▶ [EXERCISE DETAILS] Rewrite each of the records, replacing "Detect" with "Locate" and leaving everything else unchanged.

▶ [MATERIAL PROVIDED]
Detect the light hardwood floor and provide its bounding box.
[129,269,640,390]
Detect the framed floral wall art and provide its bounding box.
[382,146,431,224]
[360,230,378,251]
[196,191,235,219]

▶ [ANSWER BELOW]
Locate the light hardwood floor and provide its bounding box.
[129,269,640,390]
Locate the framed floral wall art and provide its bounding box.
[382,146,431,224]
[360,230,378,251]
[196,191,235,219]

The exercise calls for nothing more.